◆ WHAT THE EXERCISE ASKS ◆
Scan the records below for the line containing "[locate] the thin" and the line containing "[locate] the distant". Copy both, plus every line between, exactly.

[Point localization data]

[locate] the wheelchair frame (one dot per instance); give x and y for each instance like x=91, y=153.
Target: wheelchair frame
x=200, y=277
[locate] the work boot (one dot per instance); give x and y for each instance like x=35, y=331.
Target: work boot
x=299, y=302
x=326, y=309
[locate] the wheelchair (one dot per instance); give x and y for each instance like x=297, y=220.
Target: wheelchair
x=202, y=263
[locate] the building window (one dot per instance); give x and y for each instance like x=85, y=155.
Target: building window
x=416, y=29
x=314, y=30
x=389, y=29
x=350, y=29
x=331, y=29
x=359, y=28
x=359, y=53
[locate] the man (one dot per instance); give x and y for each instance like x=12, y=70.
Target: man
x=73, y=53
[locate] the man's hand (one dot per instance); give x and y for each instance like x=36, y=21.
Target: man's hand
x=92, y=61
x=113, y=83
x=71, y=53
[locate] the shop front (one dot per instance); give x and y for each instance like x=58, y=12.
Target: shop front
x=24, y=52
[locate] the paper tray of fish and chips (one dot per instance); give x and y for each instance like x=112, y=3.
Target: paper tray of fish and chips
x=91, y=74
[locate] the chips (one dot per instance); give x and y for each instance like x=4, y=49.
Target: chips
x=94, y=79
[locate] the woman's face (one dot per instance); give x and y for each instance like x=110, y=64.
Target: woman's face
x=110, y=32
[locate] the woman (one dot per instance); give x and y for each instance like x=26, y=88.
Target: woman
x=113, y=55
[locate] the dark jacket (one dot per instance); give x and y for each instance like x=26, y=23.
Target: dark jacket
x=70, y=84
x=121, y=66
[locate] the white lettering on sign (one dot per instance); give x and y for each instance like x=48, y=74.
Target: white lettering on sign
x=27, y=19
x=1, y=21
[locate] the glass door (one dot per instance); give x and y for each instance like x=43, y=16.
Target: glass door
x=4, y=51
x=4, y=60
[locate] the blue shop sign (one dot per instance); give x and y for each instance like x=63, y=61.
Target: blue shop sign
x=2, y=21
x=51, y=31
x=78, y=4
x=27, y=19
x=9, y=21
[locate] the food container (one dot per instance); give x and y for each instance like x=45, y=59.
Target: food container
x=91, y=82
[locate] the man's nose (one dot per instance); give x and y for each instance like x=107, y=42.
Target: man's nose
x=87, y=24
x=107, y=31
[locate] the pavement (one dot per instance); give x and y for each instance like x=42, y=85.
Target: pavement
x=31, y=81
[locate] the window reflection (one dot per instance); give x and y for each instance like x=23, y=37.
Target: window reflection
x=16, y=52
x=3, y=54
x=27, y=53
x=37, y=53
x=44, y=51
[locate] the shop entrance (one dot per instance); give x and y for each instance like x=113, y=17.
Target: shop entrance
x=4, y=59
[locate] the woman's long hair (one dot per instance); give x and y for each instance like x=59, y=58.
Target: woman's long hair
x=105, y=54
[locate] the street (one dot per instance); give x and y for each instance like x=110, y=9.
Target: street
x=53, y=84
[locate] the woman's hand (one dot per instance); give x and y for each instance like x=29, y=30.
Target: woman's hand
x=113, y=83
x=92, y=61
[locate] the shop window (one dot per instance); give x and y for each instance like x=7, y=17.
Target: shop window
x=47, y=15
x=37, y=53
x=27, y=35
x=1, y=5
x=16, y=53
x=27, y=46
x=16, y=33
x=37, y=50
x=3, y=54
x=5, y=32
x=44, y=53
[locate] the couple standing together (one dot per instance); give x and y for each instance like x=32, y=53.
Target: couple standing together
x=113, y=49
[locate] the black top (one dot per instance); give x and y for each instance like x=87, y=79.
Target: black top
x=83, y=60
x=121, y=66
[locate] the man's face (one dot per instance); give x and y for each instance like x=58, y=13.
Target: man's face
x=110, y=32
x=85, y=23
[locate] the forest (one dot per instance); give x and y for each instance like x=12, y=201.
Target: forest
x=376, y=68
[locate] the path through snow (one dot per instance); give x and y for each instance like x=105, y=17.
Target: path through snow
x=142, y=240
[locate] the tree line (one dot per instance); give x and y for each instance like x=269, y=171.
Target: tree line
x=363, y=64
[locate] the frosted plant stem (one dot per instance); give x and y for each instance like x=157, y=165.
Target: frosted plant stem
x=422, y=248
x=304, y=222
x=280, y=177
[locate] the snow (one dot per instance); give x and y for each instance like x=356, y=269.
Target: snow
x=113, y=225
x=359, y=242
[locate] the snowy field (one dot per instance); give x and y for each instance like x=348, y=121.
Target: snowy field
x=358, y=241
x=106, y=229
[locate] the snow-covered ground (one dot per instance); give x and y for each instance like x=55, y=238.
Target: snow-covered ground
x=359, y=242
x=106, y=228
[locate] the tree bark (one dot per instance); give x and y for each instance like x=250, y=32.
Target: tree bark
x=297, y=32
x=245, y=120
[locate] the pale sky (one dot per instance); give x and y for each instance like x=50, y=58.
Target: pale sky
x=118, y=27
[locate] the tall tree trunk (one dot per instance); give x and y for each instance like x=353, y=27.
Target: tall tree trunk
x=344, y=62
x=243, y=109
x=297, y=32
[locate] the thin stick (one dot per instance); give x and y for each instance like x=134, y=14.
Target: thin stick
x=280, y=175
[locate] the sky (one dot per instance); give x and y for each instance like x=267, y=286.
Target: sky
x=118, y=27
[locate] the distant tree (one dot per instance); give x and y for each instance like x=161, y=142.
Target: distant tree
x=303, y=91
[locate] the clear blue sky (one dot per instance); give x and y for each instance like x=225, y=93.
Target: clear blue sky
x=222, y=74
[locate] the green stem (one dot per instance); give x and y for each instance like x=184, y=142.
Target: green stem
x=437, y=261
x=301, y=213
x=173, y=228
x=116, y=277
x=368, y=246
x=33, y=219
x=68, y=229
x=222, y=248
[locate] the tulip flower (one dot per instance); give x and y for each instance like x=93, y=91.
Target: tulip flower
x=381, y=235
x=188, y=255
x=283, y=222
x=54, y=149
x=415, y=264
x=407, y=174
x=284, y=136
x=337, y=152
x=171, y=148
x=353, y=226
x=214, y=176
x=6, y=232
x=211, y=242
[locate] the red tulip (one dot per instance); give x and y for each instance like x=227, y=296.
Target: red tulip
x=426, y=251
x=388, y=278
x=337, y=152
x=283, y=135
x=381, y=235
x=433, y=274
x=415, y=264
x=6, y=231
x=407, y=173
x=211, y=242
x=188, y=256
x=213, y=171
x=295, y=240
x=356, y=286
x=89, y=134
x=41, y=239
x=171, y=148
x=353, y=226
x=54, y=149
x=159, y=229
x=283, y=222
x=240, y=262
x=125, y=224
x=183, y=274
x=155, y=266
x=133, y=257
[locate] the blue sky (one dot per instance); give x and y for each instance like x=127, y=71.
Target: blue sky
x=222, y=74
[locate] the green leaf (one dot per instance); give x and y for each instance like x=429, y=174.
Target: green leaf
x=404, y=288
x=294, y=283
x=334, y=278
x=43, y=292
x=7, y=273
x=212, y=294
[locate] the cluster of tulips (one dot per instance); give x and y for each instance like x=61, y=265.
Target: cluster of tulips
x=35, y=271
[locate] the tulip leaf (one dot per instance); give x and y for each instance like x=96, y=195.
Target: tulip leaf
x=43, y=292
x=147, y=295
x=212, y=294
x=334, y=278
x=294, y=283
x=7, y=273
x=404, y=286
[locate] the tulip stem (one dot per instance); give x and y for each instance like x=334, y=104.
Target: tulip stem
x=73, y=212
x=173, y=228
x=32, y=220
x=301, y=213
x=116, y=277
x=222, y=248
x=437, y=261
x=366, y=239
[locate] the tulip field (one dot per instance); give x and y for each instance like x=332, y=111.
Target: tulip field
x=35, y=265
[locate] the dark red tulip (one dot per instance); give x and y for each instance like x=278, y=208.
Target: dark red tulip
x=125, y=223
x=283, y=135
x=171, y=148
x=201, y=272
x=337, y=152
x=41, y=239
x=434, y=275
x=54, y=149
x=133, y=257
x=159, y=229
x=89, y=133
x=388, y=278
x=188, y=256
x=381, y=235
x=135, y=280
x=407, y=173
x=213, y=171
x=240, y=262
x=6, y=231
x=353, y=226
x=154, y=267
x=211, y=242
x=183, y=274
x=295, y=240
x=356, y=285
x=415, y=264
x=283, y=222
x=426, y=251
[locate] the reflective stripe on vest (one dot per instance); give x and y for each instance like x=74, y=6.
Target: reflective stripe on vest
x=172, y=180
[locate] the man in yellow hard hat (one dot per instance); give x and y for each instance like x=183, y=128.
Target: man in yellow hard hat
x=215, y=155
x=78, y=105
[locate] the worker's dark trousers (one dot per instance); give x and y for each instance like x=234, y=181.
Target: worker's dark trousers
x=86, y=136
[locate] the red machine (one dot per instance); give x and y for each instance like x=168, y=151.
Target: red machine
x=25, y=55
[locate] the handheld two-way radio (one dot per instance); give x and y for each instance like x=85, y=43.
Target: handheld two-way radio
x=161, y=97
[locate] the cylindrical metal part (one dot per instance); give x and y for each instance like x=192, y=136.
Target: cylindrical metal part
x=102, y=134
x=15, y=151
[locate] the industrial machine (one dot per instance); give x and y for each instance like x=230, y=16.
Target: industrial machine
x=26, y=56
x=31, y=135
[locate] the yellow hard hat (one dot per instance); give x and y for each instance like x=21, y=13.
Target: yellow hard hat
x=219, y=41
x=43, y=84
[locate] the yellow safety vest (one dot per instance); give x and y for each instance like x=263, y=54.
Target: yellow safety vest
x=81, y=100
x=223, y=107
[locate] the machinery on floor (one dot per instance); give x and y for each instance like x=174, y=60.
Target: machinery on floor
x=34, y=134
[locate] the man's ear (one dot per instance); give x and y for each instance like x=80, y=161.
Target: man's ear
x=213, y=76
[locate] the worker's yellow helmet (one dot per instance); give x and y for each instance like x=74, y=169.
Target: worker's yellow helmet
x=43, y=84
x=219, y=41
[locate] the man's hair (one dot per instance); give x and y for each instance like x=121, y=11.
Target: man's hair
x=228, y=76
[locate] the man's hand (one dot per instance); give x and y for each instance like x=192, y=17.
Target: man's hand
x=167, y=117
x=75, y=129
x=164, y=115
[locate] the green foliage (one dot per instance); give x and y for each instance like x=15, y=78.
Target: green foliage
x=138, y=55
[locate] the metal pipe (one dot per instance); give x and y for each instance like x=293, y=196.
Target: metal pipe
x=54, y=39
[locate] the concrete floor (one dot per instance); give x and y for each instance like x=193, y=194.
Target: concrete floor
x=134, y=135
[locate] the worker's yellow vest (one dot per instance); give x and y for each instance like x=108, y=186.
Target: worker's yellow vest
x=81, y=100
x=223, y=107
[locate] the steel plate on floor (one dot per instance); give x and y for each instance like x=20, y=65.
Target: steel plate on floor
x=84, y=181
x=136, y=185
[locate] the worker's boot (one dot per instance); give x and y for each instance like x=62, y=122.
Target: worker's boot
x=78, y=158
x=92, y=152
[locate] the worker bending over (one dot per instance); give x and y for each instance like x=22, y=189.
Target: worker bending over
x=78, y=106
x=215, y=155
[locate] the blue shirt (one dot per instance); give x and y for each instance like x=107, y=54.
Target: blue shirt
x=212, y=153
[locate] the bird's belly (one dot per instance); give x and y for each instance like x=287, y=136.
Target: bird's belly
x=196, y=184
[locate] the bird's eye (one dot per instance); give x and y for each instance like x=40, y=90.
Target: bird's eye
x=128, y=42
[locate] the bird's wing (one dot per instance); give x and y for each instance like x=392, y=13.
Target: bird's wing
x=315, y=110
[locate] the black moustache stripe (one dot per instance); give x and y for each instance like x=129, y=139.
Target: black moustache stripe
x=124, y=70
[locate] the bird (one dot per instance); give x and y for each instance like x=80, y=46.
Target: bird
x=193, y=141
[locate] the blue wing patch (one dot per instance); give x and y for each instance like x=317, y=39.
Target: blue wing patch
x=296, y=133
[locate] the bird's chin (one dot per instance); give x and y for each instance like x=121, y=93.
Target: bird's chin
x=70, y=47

◆ WRITTEN ANSWER ◆
[locate] the thin stick (one dot per instance); give x and y for each instance like x=134, y=14.
Target: thin stick
x=280, y=175
[locate] the sky (one dot per instance); give x and y for each instance like x=267, y=286.
Target: sky
x=118, y=27
[locate] the distant tree (one dot per instance); give x and y for each instance like x=161, y=142.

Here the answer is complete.